> **Texto de estudio**:
------------------------------------------------------------
La obra de Sergio del Molino está sustentada en su dolorosa biografía. Fue así incluso antes de que se consolidara la fiebre memorialística del yo, yo, yo. En el caso de Del Molino la escritura siempre es un trampolín sobre la anécdota para alcanzar trascenderla. Como en la terrible –para el lector y para quien la escribió– 'La hora violeta', donde la lucha contra la muerte del hijo es relatada como un intento de devolverle la vida que no tuvo.
Del Molino suele extraer petróleo pensando la realidad desde un ángulo inédito –'La España vacía'– o gracias a la memoria, que con bien dice en las páginas de La piel nunca sabremos si trae recuerdos reales o implantados por circunstancias o personas.
------------------------------------------------------------
> **Entradas de datos**:
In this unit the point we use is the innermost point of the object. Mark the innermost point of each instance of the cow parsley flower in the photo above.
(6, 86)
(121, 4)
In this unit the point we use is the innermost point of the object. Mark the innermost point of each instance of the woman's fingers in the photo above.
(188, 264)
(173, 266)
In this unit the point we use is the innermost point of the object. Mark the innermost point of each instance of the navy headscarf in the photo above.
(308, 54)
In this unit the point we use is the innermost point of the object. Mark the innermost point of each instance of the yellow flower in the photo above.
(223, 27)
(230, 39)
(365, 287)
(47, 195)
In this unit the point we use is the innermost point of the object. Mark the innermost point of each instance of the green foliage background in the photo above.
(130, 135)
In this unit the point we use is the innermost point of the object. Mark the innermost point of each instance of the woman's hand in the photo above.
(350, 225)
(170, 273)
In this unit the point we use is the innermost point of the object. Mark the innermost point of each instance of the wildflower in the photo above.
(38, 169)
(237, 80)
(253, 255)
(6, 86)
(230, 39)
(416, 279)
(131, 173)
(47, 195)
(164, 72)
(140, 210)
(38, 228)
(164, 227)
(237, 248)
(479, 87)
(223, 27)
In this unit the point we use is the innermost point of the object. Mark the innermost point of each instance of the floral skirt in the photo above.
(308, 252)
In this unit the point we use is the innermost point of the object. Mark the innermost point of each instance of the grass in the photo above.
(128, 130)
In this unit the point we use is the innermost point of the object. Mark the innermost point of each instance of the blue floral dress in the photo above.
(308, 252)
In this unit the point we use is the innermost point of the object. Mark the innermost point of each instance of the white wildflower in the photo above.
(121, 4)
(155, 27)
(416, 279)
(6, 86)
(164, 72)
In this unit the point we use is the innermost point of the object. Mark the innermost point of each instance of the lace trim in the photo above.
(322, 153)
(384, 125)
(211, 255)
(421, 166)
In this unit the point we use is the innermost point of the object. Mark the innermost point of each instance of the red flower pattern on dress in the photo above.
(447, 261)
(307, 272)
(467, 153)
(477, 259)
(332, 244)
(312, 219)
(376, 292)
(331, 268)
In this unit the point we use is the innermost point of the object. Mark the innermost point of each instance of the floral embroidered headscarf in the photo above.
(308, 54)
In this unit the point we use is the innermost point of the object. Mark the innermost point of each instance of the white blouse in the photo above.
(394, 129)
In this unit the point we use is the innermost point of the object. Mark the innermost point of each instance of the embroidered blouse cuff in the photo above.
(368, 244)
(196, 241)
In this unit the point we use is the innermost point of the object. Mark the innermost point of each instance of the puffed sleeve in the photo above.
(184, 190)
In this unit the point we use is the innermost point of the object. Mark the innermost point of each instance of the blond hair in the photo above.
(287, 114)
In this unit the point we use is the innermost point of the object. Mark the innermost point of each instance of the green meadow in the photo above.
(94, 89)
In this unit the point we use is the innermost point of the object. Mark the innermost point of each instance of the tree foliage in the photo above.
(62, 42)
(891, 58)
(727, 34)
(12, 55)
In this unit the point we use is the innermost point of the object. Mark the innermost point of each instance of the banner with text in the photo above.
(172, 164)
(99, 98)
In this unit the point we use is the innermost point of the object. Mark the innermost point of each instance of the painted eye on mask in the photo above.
------------------------------------------------------------
> **Tarea de trabajo A**:
Indica si estas afirmaciones coinciden con el texto sobre Sergio del Molino: (i) en 'La hora violeta' se relata la lucha contra la muerte del hijo; (ii) la obra de Del Molino pasó a apoyarse en su biografía solo después de consolidarse la fiebre memorialística; (iii) según La piel, la memoria trae siempre recuerdos reales. Responde sí o no a cada una y cita las palabras del texto que lo deciden.
> **Tarea de trabajo B**:
Transcribe sin cambios el fragmento del texto sobre Sergio del Molino que va desde "La obra de Sergio" hasta "circunstancias o personas.", ambos incluidos.
> **Tarea de trabajo C**:
Retoma el texto sobre Sergio del Molino y continúalo a partir de su última oración.

> **Respuesta A**:
(i) Sí: "la lucha contra la muerte del hijo es relatada como un intento de devolverle la vida que no tuvo".
(ii) No: "Fue así incluso antes de que se consolidara la fiebre memorialística del yo, yo, yo."
(iii) No: "nunca sabremos si trae recuerdos reales o implantados por circunstancias o personas".

> **Respuesta B**:
La obra de Sergio del Molino está sustentada en su dolorosa biografía. Fue así incluso antes de que se consolidara la fiebre memorialística del yo, yo, yo. En el caso de Del Molino la escritura siempre es un trampolín sobre la anécdota para alcanzar trascenderla. Como en la terrible –para el lector y para quien la escribió– 'La hora violeta', donde la lucha contra la muerte del hijo es relatada como un intento de devolverle la vida que no tuvo.
Del Molino suele extraer petróleo pensando la realidad desde un ángulo inédito –'La España vacía'– o gracias a la memoria, que con bien dice en las páginas de La piel nunca sabremos si trae recuerdos reales o implantados por circunstancias o personas.

> **Respuesta C**:
'La piel' - nada que ver con la de Curzio Malaparte- expande el padecimiento que a los 20 años, con prurito y posterior descamación en brotes, abrieron al escritor la puerta a la psoriasis y a la autopercepción de la monstruosidad. Las brujas de Roald Dahl siempre tienen eccemas.
La idea le lleva a seguir las experiencias psoriásicas de Stalin -que la padeció- y que para Del Molino puede ser el origen de su afán exterminador. O del joven John Updike, quemado por el sol –un potente antipsoriásico– para conseguir la atención de una bonita bibliotecaria de piel negra. O de Nabokov, adúltero enamorado de una mujer que no era su incondicional Vera y retenido finalmente en su pasión por la enfermedad. Una enfermedad que es a la vez efecto y causa.
No hay aquí complacencia ni exhibición del dolor. Se explica el caso, con la ligereza de un Nanni Moretti en Caro diario, constatando que un monstruo nunca lo es en sí mismo sino en la mirada, cargada de temor, de los demás.